_Task details_: Print word for word everything from the start of the material down to the line that contains "[(416, 12), (471, 12), (101, 77)]", both ends included, and omit the pictures.

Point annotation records

━━━━━━

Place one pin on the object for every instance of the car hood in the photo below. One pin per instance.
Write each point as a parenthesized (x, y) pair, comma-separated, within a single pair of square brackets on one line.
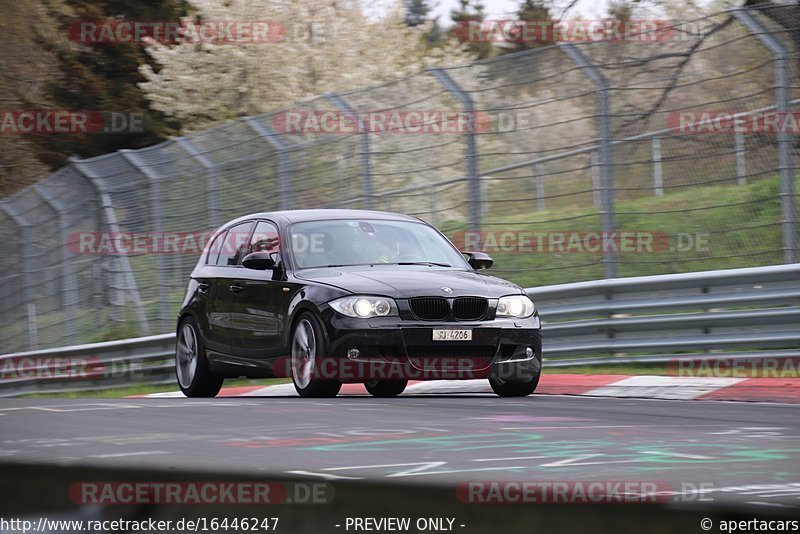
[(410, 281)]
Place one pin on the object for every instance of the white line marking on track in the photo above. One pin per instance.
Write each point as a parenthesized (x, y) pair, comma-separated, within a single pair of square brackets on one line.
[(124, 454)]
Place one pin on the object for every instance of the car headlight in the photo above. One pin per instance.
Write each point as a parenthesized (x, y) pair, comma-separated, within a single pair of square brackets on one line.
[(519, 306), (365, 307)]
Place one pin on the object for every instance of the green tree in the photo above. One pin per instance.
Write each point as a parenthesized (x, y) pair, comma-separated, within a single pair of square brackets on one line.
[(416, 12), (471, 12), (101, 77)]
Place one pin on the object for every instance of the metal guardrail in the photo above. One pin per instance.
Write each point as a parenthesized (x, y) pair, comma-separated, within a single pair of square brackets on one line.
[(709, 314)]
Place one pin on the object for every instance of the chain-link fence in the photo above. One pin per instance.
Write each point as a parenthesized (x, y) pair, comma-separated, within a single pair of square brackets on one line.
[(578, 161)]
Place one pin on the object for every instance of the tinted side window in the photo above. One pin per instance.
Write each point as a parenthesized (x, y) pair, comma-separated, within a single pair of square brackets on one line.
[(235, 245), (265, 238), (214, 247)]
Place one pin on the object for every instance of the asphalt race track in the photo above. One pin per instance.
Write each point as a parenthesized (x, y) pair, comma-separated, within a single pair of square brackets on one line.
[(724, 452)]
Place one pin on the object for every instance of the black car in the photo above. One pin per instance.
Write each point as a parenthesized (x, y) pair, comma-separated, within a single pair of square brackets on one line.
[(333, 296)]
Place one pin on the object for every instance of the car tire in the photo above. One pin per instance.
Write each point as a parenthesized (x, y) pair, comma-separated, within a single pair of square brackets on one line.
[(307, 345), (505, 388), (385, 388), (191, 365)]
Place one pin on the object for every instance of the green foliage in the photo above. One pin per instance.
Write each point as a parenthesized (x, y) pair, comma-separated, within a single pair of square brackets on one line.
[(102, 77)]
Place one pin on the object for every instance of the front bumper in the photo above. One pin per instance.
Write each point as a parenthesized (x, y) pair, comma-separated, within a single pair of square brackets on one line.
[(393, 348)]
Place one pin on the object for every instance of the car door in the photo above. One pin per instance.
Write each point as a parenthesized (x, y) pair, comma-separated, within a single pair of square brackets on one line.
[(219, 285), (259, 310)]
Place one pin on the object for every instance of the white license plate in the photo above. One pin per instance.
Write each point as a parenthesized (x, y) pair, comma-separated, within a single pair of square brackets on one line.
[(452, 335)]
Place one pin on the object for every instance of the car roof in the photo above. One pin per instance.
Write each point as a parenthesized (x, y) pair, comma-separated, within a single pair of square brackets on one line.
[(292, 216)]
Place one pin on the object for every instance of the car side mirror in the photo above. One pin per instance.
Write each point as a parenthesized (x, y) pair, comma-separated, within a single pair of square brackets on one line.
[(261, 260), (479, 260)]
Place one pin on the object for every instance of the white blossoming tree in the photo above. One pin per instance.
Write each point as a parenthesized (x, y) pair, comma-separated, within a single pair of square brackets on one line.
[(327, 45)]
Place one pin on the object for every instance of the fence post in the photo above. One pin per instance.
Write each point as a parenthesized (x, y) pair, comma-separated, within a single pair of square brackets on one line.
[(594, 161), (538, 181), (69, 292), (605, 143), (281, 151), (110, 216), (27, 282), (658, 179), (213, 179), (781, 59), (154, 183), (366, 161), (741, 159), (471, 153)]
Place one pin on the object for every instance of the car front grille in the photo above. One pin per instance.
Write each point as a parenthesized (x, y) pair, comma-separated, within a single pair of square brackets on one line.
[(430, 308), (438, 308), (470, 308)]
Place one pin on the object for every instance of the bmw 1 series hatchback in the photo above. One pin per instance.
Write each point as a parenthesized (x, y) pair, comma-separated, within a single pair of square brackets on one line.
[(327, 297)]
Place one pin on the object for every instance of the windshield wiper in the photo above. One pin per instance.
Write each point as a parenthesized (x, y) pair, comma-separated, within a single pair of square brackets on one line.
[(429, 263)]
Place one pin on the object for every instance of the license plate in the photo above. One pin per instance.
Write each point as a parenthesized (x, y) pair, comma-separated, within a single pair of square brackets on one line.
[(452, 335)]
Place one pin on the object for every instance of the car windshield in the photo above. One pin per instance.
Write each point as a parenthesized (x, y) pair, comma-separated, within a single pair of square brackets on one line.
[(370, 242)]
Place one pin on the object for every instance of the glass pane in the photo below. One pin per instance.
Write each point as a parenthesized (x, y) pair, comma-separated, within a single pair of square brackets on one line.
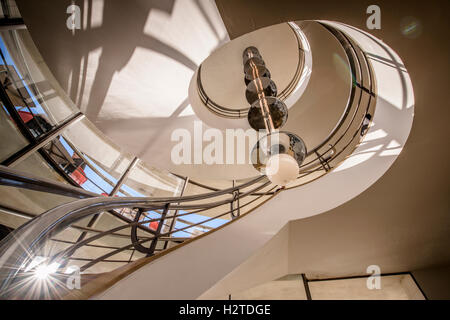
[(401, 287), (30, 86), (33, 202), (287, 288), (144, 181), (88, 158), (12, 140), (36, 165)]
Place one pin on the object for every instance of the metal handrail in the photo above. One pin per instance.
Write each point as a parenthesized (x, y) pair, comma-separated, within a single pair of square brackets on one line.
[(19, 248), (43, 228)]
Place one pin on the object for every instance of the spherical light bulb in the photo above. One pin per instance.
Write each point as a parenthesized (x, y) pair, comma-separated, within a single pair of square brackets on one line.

━━━━━━

_Response to the task_:
Place one pin on the object for every instance of the car hood in the photo below. One pin per instance.
Write each point as a parenthesized (x, y) pair, comma-separated, within a single pair of square brackets on one line.
[(410, 281)]
Place one pin on the object for every instance of the white line marking on track in the photo above. One pin per instance.
Write each point as a parenthesized (x, y) pair, comma-separated, within a single pair of square brackets on one line.
[(124, 454)]
Place one pin on the object for every instance of the car headlight in the photo above. One pin per instance.
Write each point as a parenthesized (x, y) pair, comma-separated, within a single pair of square brackets on one line.
[(519, 306), (365, 307)]
Place one pin on the object for every instance of the green tree in the photo above. One pin per instance.
Write each point as a parenthesized (x, y) pair, comma-separated, within a single pair of square brackets on one line.
[(416, 12), (471, 12), (101, 77)]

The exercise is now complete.